- **Directions**
Only the final stretch of the data is wanted: reproduce the line containing "Target: man in beige tunic" and each line after it, exactly.

=== Section Start ===

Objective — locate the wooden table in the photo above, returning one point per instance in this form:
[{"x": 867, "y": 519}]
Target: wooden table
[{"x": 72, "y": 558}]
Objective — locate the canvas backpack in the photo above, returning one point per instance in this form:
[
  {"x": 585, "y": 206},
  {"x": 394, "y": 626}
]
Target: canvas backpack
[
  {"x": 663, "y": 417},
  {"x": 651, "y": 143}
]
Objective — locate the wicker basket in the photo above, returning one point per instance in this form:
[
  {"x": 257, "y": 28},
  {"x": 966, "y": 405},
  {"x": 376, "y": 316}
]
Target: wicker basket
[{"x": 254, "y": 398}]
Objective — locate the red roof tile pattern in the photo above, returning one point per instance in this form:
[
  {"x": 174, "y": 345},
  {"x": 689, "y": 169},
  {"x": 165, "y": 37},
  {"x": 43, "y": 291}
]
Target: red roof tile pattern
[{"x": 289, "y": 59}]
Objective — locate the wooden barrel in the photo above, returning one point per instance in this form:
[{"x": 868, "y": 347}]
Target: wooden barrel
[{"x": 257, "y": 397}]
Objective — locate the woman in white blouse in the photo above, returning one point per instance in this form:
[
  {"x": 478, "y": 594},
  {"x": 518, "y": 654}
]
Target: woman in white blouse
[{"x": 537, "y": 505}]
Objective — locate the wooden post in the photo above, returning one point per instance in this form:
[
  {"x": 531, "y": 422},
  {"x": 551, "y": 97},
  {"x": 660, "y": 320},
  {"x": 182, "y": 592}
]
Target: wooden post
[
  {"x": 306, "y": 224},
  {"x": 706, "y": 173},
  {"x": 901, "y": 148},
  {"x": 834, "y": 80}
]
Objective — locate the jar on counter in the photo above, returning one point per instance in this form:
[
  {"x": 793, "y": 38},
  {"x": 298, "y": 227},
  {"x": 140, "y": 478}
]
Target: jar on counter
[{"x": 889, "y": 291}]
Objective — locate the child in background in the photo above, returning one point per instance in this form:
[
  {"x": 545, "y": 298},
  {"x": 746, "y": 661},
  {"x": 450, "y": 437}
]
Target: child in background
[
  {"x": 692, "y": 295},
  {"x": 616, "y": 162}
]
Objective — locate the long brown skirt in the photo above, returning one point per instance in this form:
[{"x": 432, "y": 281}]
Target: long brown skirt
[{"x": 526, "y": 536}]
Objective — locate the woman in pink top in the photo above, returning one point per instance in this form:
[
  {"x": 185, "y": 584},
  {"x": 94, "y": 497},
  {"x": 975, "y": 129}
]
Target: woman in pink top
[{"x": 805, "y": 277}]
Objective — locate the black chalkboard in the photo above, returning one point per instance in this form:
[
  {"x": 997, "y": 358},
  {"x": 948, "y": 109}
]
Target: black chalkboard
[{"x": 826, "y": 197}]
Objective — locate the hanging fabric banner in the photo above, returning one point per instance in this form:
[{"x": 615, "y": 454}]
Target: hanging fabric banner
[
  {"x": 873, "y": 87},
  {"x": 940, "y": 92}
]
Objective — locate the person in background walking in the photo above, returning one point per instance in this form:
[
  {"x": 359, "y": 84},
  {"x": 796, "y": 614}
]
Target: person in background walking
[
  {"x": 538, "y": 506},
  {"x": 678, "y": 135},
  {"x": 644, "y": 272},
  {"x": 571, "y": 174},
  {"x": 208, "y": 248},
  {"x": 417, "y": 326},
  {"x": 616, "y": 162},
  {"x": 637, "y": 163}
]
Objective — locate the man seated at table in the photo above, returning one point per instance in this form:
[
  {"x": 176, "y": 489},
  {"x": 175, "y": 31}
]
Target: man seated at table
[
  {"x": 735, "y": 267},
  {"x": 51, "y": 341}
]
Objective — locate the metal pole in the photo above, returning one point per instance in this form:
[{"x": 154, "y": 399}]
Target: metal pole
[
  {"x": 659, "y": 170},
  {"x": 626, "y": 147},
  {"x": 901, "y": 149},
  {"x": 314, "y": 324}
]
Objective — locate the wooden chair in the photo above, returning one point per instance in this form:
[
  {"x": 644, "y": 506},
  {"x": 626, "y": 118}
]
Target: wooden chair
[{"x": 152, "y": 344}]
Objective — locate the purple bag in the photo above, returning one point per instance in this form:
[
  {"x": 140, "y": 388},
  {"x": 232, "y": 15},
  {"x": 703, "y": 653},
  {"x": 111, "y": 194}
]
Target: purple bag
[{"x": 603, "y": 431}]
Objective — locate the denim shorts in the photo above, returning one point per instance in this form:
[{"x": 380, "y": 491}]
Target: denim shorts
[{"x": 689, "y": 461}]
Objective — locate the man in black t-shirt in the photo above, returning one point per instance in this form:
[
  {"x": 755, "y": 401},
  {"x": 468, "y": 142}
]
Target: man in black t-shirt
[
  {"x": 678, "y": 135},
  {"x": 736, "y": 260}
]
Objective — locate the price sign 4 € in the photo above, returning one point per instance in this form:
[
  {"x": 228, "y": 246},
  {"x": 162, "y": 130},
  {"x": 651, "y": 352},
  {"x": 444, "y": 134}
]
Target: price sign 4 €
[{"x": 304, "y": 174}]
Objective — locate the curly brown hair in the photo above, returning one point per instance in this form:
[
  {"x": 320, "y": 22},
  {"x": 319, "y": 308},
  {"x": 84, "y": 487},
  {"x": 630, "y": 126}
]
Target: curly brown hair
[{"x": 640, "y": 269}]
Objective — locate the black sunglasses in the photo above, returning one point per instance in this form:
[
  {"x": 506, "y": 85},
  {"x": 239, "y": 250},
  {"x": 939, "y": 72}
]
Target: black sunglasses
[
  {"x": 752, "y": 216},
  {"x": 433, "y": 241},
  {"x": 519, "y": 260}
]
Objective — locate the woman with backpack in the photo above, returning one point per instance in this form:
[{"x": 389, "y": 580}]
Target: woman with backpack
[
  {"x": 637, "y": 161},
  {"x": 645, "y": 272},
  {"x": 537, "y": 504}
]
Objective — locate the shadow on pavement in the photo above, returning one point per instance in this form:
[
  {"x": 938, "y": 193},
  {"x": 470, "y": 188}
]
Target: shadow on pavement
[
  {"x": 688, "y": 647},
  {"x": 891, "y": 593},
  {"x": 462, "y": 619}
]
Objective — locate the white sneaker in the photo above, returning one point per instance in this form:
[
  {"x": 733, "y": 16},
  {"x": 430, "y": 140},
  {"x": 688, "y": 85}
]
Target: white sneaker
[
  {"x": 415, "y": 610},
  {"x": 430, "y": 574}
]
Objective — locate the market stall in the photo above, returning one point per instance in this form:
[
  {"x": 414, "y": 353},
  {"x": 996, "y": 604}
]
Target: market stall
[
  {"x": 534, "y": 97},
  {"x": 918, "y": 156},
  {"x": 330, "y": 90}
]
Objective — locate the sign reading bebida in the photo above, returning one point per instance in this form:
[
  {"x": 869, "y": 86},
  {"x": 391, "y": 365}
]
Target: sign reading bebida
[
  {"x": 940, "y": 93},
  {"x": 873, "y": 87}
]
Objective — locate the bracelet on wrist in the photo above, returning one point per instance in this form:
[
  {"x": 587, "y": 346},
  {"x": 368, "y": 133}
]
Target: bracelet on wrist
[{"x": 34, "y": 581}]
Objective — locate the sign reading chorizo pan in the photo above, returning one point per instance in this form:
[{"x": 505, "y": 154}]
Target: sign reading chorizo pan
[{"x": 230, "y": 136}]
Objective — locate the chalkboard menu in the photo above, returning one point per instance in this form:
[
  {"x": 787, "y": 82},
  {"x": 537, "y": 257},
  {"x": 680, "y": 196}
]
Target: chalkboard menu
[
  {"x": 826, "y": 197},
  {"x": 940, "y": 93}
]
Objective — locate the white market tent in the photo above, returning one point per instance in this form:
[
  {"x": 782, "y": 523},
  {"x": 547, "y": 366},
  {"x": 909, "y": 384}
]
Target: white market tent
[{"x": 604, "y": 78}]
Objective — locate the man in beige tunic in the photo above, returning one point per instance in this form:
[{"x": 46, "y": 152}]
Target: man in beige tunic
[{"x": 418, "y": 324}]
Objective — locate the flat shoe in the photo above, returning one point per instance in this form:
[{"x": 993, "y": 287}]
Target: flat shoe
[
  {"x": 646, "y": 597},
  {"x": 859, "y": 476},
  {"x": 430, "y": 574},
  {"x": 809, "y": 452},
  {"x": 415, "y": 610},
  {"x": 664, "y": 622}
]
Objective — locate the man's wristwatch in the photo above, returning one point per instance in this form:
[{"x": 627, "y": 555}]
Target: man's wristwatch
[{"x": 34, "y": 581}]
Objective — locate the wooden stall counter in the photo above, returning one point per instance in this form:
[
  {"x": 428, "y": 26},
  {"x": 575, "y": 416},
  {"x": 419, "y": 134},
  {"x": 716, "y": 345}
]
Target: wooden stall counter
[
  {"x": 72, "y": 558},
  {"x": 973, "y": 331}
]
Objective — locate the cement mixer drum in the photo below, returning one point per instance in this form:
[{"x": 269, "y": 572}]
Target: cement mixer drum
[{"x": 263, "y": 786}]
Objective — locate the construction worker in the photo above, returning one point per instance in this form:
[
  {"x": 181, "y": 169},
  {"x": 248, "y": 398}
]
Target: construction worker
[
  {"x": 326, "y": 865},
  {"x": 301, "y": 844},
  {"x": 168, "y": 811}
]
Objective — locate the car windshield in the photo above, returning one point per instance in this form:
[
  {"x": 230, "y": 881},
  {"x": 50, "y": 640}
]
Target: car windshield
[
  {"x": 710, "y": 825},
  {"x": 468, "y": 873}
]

=== Section End ===

- **Problem solution**
Target: man in beige tunic
[{"x": 418, "y": 324}]
Objective — locate the flat shoe in the photo above, returning one point per instance in this form:
[{"x": 993, "y": 287}]
Target: flat shoe
[
  {"x": 646, "y": 597},
  {"x": 859, "y": 476},
  {"x": 430, "y": 574},
  {"x": 809, "y": 452},
  {"x": 415, "y": 610},
  {"x": 664, "y": 622}
]
Objective — locate the man's wristwatch in the photo above, returning one point per instance in this form:
[{"x": 627, "y": 555}]
Target: man's wristwatch
[{"x": 34, "y": 581}]
Objective — locate the wooden stall counter in the photo above, returning one point per instance in this form:
[
  {"x": 428, "y": 26},
  {"x": 575, "y": 416},
  {"x": 419, "y": 134},
  {"x": 716, "y": 345}
]
Target: wooden stall counter
[
  {"x": 72, "y": 558},
  {"x": 973, "y": 331}
]
Objective — locate the cement mixer drum in the photo below, returning one point per instance in this form:
[{"x": 269, "y": 572}]
Target: cement mixer drum
[{"x": 263, "y": 786}]
Objective — locate the construction worker in the photo above, returning one point per instance in this form:
[
  {"x": 181, "y": 169},
  {"x": 248, "y": 398}
]
Target: construction worker
[
  {"x": 326, "y": 865},
  {"x": 301, "y": 844},
  {"x": 168, "y": 811}
]
Objective — locate the car windshield in the photo above, returning one point per instance in this form:
[
  {"x": 230, "y": 881},
  {"x": 50, "y": 640}
]
Target: car windshield
[
  {"x": 710, "y": 825},
  {"x": 468, "y": 873}
]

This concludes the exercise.